[begin DATA FOR THE TASK]

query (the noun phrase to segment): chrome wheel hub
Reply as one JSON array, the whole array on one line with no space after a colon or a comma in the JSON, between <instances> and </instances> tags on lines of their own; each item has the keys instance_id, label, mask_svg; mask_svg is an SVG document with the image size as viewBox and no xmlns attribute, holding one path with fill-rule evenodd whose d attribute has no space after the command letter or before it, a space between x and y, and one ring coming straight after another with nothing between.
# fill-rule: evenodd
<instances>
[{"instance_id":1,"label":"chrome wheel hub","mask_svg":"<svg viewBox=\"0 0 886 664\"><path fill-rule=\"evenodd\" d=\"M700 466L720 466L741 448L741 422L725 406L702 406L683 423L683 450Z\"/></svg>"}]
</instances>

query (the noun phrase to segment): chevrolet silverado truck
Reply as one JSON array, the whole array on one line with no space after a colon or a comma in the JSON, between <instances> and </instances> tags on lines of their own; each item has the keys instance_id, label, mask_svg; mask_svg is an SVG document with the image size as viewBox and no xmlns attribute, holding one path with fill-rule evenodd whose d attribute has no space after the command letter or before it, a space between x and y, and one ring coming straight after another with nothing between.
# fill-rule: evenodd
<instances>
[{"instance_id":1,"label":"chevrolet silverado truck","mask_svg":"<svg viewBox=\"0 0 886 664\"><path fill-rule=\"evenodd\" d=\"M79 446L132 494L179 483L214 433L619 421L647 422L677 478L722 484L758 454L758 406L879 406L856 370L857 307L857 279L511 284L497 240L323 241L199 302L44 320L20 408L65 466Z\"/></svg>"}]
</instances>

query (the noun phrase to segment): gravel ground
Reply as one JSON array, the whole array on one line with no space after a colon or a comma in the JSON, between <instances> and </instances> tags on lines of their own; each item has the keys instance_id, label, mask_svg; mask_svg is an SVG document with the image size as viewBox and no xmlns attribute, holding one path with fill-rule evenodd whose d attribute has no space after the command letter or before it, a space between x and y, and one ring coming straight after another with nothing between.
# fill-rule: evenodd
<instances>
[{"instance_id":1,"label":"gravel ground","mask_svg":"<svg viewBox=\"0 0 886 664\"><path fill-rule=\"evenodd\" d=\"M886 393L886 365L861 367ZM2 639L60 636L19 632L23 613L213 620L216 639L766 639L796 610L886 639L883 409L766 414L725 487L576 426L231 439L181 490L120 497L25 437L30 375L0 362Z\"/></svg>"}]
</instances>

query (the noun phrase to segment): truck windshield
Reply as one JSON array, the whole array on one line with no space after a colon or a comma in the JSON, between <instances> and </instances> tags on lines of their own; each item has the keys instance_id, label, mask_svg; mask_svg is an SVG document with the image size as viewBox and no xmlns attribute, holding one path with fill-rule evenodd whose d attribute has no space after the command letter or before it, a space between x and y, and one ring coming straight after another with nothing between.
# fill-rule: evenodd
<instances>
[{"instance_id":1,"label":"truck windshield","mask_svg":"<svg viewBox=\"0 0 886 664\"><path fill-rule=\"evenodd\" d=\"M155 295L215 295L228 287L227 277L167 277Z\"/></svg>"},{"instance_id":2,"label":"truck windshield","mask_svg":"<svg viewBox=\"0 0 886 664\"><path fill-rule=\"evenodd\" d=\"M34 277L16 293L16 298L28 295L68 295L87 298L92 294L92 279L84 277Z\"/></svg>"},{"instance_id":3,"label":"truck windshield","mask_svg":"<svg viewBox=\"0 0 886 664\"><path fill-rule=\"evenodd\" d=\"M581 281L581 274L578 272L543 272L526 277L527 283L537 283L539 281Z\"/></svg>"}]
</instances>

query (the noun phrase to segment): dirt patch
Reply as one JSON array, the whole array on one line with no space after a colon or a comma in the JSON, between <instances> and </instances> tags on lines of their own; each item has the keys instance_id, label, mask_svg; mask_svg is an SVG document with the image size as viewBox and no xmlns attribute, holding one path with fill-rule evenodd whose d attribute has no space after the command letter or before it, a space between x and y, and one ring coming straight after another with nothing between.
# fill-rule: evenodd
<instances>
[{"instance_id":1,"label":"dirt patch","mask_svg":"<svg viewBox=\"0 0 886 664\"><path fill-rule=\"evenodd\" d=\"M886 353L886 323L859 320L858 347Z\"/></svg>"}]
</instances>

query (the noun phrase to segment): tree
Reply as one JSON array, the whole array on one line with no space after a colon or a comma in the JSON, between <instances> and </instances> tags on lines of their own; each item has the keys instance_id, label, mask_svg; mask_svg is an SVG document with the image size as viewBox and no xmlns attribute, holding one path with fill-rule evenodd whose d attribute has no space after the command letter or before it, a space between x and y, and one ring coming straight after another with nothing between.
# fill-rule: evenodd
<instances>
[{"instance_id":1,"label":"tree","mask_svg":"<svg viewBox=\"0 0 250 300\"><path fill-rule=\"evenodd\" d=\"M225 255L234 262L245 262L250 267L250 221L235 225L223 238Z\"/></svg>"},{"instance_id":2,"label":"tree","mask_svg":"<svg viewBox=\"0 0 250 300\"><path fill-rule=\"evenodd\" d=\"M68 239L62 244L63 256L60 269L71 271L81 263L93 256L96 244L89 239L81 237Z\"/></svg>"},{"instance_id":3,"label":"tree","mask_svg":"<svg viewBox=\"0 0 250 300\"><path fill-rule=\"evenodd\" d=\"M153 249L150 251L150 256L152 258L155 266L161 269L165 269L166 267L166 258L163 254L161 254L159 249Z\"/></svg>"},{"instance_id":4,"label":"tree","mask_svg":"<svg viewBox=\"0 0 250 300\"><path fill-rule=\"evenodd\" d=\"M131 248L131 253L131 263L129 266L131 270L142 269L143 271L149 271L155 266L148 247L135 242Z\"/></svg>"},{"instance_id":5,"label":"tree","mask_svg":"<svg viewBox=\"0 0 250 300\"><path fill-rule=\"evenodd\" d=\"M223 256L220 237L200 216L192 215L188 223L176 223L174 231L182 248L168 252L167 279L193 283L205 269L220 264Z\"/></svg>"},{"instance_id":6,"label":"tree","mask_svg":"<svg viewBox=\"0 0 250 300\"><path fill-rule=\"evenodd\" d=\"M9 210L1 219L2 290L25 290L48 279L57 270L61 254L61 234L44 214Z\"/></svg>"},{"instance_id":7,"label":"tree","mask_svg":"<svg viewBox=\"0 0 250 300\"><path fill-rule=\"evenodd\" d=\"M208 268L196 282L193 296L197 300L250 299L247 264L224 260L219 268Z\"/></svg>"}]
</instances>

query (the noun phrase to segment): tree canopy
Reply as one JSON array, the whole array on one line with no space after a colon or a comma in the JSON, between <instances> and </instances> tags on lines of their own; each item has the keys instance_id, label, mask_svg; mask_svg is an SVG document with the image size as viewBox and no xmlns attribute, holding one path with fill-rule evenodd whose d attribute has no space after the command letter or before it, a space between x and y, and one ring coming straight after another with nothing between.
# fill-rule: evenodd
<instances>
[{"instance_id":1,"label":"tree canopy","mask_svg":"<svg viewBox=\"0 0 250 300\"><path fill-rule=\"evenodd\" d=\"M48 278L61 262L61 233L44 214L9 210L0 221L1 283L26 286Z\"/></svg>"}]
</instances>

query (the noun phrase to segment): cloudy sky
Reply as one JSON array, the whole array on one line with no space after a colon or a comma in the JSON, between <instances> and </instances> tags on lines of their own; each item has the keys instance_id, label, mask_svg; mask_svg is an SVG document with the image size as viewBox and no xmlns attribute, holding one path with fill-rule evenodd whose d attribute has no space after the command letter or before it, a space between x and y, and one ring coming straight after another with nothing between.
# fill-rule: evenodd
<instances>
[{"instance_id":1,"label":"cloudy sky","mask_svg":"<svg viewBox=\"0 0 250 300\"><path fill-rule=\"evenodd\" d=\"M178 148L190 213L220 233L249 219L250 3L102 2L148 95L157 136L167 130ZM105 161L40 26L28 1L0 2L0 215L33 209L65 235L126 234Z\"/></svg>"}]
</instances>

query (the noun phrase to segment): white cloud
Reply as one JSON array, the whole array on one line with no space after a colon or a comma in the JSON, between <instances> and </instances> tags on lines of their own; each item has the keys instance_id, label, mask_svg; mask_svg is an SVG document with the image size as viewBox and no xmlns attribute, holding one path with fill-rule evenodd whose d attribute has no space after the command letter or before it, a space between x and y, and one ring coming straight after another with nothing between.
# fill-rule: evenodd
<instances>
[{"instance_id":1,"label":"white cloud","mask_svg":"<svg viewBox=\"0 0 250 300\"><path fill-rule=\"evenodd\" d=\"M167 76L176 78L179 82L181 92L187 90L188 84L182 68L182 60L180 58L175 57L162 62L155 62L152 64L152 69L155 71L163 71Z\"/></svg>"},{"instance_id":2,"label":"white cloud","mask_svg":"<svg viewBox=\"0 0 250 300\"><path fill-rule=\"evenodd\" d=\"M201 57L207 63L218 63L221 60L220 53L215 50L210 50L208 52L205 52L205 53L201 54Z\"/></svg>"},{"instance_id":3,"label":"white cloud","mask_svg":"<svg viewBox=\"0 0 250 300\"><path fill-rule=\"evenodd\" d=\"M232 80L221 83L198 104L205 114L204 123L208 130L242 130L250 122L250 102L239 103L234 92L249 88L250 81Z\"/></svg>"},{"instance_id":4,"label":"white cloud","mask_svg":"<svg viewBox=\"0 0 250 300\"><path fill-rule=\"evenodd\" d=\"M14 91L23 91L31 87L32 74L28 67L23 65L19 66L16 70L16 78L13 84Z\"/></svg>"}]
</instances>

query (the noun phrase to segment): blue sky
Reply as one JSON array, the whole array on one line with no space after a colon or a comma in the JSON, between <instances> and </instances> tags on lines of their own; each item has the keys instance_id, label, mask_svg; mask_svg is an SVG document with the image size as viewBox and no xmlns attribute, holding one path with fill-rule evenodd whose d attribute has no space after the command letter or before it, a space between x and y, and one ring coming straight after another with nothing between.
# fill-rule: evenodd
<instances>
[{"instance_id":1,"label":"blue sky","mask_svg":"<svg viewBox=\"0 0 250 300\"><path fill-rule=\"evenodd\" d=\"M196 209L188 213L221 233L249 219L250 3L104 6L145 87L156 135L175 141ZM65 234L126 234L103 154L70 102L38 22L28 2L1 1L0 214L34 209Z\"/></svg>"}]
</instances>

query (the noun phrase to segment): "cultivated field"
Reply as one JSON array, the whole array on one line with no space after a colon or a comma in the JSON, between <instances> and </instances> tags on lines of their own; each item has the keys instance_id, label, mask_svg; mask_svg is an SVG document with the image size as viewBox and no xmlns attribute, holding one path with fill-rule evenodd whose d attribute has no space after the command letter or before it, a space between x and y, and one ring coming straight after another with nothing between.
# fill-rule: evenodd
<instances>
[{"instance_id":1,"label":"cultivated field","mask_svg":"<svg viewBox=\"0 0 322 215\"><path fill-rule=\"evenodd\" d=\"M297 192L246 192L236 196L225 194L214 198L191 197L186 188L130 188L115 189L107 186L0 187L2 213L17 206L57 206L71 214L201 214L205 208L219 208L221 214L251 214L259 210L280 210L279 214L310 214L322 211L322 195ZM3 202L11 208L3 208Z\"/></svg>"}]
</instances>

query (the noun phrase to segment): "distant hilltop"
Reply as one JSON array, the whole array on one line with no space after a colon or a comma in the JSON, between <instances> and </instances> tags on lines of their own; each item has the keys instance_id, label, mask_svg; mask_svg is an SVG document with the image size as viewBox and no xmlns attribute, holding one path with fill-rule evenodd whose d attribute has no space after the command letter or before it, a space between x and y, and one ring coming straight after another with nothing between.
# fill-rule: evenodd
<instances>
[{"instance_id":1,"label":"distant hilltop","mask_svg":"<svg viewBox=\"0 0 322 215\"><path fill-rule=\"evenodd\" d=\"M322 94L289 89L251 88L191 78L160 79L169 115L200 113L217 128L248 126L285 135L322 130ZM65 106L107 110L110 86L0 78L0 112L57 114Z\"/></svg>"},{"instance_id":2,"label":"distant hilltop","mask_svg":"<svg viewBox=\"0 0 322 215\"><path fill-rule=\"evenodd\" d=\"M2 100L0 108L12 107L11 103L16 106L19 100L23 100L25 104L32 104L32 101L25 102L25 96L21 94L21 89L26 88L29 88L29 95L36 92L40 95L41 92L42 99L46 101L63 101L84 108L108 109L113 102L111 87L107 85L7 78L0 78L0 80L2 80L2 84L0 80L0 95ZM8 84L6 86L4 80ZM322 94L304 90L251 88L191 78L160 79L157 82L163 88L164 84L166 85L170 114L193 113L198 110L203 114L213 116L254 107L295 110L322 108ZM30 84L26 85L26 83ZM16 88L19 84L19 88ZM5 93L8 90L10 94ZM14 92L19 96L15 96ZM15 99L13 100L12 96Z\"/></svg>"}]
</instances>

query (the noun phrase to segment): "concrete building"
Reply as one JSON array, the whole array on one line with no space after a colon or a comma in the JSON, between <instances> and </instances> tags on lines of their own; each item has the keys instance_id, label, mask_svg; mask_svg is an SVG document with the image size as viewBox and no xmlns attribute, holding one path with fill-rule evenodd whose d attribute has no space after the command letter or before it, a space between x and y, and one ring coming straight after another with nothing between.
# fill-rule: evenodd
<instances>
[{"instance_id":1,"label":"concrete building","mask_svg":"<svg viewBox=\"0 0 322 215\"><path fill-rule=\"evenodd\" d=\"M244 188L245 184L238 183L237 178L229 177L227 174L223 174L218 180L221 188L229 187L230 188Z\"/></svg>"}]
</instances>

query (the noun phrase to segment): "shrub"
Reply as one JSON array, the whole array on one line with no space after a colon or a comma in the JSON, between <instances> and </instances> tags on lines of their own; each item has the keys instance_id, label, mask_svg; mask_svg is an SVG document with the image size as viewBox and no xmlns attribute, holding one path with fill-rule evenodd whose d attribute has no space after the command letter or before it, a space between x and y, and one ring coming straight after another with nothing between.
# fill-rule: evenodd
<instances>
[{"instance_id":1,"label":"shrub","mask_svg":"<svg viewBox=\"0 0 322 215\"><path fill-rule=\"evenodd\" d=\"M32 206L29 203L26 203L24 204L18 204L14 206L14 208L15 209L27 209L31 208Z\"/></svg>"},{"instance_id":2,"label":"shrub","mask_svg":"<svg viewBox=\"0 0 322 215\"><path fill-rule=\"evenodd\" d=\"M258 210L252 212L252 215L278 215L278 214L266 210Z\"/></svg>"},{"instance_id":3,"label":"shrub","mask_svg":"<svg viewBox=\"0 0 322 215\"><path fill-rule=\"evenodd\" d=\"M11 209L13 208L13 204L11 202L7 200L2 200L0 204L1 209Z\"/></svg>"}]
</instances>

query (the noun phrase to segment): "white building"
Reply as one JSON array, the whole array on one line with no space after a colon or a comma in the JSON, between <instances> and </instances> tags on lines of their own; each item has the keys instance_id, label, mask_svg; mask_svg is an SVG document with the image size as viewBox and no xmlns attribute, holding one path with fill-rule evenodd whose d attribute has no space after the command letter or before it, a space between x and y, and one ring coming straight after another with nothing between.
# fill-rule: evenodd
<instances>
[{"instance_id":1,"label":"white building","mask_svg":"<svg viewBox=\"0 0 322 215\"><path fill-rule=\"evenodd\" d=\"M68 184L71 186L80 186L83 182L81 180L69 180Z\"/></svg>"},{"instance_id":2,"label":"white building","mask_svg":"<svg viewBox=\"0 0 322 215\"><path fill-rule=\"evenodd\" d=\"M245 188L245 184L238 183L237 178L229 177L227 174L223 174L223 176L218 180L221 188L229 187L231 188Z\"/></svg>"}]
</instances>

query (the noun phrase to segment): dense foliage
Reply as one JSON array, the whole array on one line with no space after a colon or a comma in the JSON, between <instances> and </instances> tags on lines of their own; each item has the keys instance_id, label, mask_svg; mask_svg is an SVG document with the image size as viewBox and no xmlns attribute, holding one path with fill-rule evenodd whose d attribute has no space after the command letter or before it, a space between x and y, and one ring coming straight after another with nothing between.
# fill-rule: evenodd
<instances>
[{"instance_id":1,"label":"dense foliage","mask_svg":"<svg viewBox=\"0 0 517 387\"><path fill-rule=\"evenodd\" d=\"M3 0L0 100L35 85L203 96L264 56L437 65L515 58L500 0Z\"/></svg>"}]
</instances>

[end DATA FOR THE TASK]

(EXERCISE) Please filter the material above down to the lines that contain the string "gravel", and copy each of those lines unchanged.

(SOLUTION FOR THIS PROBLEM)
query (the noun phrase to segment): gravel ground
[{"instance_id":1,"label":"gravel ground","mask_svg":"<svg viewBox=\"0 0 886 664\"><path fill-rule=\"evenodd\" d=\"M886 393L886 365L861 367ZM2 639L60 636L19 632L23 613L213 620L216 639L766 639L796 610L886 639L883 409L766 414L725 487L576 426L231 439L181 490L120 497L25 437L30 375L0 362Z\"/></svg>"}]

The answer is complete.